▸ **Stated exercise**
Return the passage of the essay below between "Just say the" and "get your attention.", inclusive, copied word for word.

▸ **Article**
═══

A POWERFUL HANKERIN’

Just say the word DIET and it triggers a Pavlovian response of Biblical proportions. I don’t really have to be on a diet when the word diet is used to trigger the response… a stupid comment, I’ve been on an eleven-year diet. On April 8, 2006, the day before my birthday, I stepped on my scales and they lied! My mind said, “There was no way I weigh in at two hundred and thirty-two pounds”, and then my mind realized I was leaning forward so I could see the scales. I was leaning forward to see over my belly. On April 9, 2006, I received a birthday present, a heart attack. A heart attack will get your attention.

I had battled my weight most of my life but now I was in a full-fledged war. Six months later I weighed one hundred and sixty-two pounds…and looked like a refugee from a famine. I immediately ate myself up to a healthier looking one hundred seventy-two. That’s the last time I was unconcerned about my weight…until just before Thanksgiving of this year when I decided not to worry about it until the first of the year. I weighed one hundred and eighty-five by January 1st. I had to think of that word again. Slobber, slobber, drool, drool.

The word causes me to feel hungry, 24/7/365. Before a meal, after a meal, in the dark hours of the night. The word “diet” gives me powerful hankerins’ for just about anything. Presently my hankerins’ is seafood. Not a McFish Sandwich kind of seafood, real live coastal seafood. The very thought takes me on a mental trip reminiscent of a storm-tossed sailboat without its rudder. You know you’re going somewhere, it’s going to be a wild ride and the outcome may include crashing against rocks.

Sara J’s seafood platter in Garden City, the Captain’s House oyster and artichoke stew at Myrtle Beach, Calabash shrimp anywhere in Calabash, North Carolina. Crabs at Hudson’s on Hilton Head, a brunch involving oysters and Bloody Marys at Shem Creek, shrimp and grits at the River Room in Georgetown along with anything fried at Aunny’s. I am racked with sorrow as I remember Oliver’s Lodge at Merrill’s Inlet will never serve me again because it’s now a private residence. Would they be upset if I just showed up at their door?

═══

▸ **Information shown**
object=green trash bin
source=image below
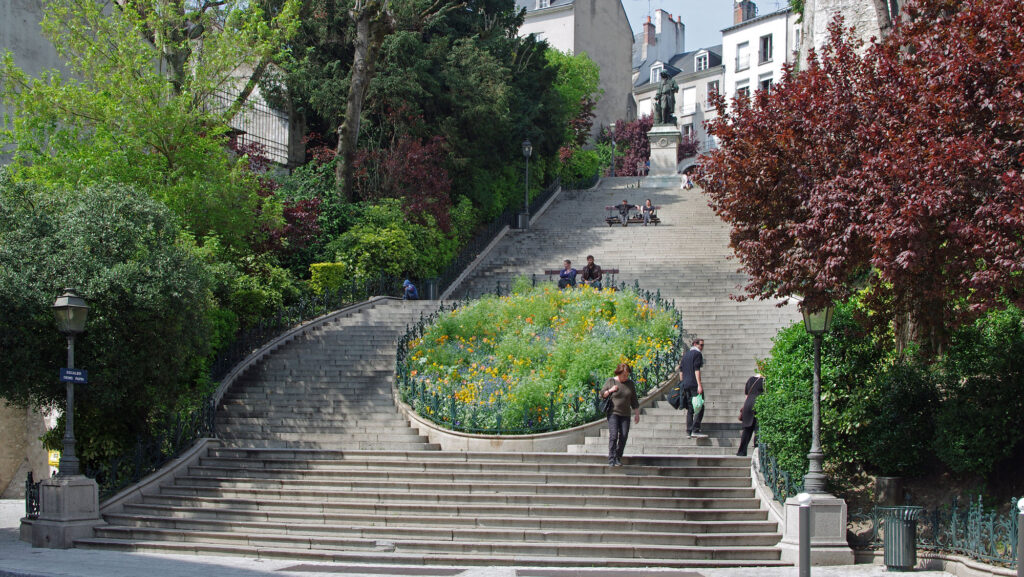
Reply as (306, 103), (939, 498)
(879, 505), (925, 571)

═══

▸ **Finished answer**
Just say the word DIET and it triggers a Pavlovian response of Biblical proportions. I don’t really have to be on a diet when the word diet is used to trigger the response… a stupid comment, I’ve been on an eleven-year diet. On April 8, 2006, the day before my birthday, I stepped on my scales and they lied! My mind said, “There was no way I weigh in at two hundred and thirty-two pounds”, and then my mind realized I was leaning forward so I could see the scales. I was leaning forward to see over my belly. On April 9, 2006, I received a birthday present, a heart attack. A heart attack will get your attention.